THE TASK >>
Please swap "human arm" for "arm of a person" in everything from the line containing "Find wrought iron" down to the line containing "[238,72,250,91]", and give back only those lines with nothing else changed.
· · · · ·
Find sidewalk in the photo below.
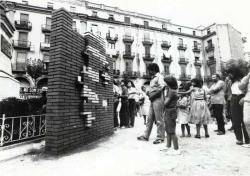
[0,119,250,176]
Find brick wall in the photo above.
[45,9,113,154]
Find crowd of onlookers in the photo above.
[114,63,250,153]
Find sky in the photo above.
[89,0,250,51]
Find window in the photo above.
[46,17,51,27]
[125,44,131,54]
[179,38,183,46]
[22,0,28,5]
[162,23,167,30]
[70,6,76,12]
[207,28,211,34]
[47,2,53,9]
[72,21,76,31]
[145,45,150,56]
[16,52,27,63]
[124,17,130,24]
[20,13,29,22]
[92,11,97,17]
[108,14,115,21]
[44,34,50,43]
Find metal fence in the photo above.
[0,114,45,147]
· · · · ·
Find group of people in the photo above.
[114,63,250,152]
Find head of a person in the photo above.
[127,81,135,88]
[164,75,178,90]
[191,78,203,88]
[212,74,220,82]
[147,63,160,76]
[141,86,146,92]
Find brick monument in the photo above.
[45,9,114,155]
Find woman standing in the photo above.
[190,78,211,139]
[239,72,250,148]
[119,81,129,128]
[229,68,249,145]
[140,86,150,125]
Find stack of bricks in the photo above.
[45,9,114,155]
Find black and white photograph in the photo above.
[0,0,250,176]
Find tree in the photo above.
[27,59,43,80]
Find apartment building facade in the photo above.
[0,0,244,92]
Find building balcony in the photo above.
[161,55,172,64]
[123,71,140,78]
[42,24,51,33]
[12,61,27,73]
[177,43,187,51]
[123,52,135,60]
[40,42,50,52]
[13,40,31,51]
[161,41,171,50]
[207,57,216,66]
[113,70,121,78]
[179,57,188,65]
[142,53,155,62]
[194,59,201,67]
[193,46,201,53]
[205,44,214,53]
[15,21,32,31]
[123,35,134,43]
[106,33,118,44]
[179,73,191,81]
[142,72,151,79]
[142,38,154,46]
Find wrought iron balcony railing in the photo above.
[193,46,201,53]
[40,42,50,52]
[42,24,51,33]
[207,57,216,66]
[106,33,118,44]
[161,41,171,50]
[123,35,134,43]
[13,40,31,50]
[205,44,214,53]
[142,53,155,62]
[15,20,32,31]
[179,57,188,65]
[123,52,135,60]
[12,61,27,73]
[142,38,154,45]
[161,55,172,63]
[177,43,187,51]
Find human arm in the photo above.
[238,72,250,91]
· · · · ·
TASK ANSWER >>
Find wrought iron balcony railing in the photo above.
[193,46,201,53]
[40,42,50,52]
[42,24,51,33]
[207,57,216,66]
[106,33,118,44]
[161,41,171,50]
[123,35,134,43]
[13,40,31,50]
[205,44,214,53]
[142,53,155,62]
[15,20,32,31]
[179,57,188,65]
[123,52,135,60]
[12,61,27,73]
[142,38,154,45]
[161,55,172,63]
[177,43,187,51]
Find arm of a person in the photo above.
[238,72,250,91]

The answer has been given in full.